-- begin --

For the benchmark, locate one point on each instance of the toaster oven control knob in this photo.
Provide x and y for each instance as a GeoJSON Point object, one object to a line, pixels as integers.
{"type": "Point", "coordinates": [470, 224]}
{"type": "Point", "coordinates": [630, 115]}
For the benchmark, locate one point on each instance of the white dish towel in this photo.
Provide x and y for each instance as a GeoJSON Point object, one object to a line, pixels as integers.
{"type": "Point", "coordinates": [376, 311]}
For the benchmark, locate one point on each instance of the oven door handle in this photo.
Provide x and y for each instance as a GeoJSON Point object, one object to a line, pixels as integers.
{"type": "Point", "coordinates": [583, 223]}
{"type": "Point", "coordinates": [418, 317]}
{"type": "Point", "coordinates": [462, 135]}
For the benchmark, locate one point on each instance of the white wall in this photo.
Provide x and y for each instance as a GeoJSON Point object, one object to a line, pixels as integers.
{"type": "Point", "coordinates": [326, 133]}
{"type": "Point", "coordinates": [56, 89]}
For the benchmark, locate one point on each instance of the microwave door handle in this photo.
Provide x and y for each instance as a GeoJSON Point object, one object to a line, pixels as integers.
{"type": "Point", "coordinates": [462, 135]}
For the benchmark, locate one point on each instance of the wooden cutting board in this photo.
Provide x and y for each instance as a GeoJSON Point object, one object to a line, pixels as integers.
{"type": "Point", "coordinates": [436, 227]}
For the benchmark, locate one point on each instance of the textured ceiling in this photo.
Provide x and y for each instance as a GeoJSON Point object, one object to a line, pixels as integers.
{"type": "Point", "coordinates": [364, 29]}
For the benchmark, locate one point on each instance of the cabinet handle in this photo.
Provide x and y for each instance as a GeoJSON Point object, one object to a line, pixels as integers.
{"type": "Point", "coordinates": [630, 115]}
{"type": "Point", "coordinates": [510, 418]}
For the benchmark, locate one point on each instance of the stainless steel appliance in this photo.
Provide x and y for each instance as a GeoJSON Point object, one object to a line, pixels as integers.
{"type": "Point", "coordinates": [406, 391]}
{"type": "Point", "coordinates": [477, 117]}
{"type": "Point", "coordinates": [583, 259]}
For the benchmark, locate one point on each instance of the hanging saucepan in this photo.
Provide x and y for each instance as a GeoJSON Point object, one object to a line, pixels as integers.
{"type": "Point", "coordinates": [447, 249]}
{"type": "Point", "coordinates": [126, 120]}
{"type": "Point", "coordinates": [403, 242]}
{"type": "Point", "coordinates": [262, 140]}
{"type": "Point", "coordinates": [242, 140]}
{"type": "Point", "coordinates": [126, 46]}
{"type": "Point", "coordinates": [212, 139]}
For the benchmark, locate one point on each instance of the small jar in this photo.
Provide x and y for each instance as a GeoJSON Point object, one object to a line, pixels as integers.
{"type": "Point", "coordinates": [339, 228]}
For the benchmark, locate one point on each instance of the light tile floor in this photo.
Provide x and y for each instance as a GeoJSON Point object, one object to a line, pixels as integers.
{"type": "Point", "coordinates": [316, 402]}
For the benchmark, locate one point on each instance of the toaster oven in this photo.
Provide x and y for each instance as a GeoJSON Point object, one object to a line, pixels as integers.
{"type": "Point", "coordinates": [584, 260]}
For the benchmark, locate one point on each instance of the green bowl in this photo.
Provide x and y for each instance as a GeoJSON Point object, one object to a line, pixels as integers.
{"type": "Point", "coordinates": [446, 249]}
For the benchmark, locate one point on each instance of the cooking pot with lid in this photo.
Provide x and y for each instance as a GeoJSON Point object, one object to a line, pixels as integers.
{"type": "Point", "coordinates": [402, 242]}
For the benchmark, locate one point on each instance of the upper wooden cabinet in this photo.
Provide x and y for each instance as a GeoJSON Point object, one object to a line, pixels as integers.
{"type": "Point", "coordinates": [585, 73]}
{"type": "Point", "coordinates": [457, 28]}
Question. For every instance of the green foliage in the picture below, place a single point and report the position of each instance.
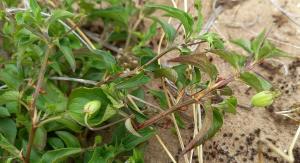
(58, 87)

-- end --

--- What you should do ---
Copy every row above word for word, leaving out the pictures.

--- Task result ---
For the benchmark, locate one point on each instance of the toaster oven control knob in this photo.
Provide x and y for each instance as a GeoJSON Point object, one object to a line, pixels as integers.
{"type": "Point", "coordinates": [470, 224]}
{"type": "Point", "coordinates": [630, 115]}
For the benchmark, locate one point on each instance of the white dish towel in this photo.
Provide x and y for each instance as a GeoJSON Point object, one object to a line, pixels as integers.
{"type": "Point", "coordinates": [376, 311]}
For the benchmark, locate one point on each instance of the oven door handle in this photo.
Provide x and y for each instance as a GeoJSON Point object, one object to a line, pixels as integers.
{"type": "Point", "coordinates": [583, 223]}
{"type": "Point", "coordinates": [418, 317]}
{"type": "Point", "coordinates": [462, 135]}
For the benchmark, locate one point on each instance of the white wall in this photo.
Provide x and y for each instance as a GeoJSON Point object, one object to a line, pixels as integers.
{"type": "Point", "coordinates": [326, 133]}
{"type": "Point", "coordinates": [56, 89]}
For the benchmark, locate one point on each instance of the microwave door handle in this photo.
Provide x and y for each instance as a GeoJSON Point object, one object to a line, pixels as integers.
{"type": "Point", "coordinates": [462, 135]}
For the benchmark, locate one point on each instance of the wooden cutting board in this photo.
Provide x and y for each instance as a GeoJSON Point object, one object to a line, pixels as integers.
{"type": "Point", "coordinates": [436, 227]}
For the benchmark, locate one point on each instance of the textured ceiling in this photo.
Provide x and y for each instance as a GeoJSON Point object, one object to a line, pixels as integers.
{"type": "Point", "coordinates": [364, 29]}
For the benchmark, locate one point on each instance of the cabinet handle in this photo.
Provide x and y for each instance as a GeoJSON Point object, one object to a line, pixels as integers.
{"type": "Point", "coordinates": [630, 115]}
{"type": "Point", "coordinates": [510, 418]}
For the benchmark, locate one point on each instance of the stainless steel appliance in this photo.
Provide x and y for each instance as a GeoJSON Point object, one object to a line, pixels as integers.
{"type": "Point", "coordinates": [406, 391]}
{"type": "Point", "coordinates": [477, 117]}
{"type": "Point", "coordinates": [583, 259]}
For the benchmark, locate one point on each instance of the hanging saucepan in this photo.
Provide x and y for each instance as a GeoJSON Point object, one object to a line, pixels as integers.
{"type": "Point", "coordinates": [447, 249]}
{"type": "Point", "coordinates": [126, 120]}
{"type": "Point", "coordinates": [403, 242]}
{"type": "Point", "coordinates": [262, 140]}
{"type": "Point", "coordinates": [242, 140]}
{"type": "Point", "coordinates": [126, 46]}
{"type": "Point", "coordinates": [212, 139]}
For the benchmark, locate one point on each instance of the small jar in this photo.
Provide x and y for each instance as a GeoJSON Point object, one object to a line, pixels as integers.
{"type": "Point", "coordinates": [339, 228]}
For the benchmark, locate one point on each instance of the light tile floor in this photo.
Provide x and y for each instance as a GeoJSON Point object, one object to a line, pixels as integers.
{"type": "Point", "coordinates": [316, 402]}
For the benchmark, locate one point on each instance of the toaster oven in this photo.
Provide x and y for each instance as a GeoJSON Point object, one object to a line, pixels as integers.
{"type": "Point", "coordinates": [584, 260]}
For the benchmark, locate one point on each instance of the green bowl in this photo.
Provide x and y for each instance as a GeoJSON Point object, one object to a line, pixels as integers.
{"type": "Point", "coordinates": [446, 249]}
For the benchmark, locate one point on each instance of the cooking pot with lid in this photo.
Provide x and y for each instance as a GeoJSON Point object, one object to a line, pixels as integers.
{"type": "Point", "coordinates": [402, 242]}
For the benchmark, locate one point on each instance of the upper wooden cabinet in this photo.
Provide x and y for each instance as a GeoJSON Point object, one object to a line, pixels as integers.
{"type": "Point", "coordinates": [585, 73]}
{"type": "Point", "coordinates": [457, 28]}
Question. For every instance of the green foliage in the picture below, place a single point and report the position of each instance.
(58, 87)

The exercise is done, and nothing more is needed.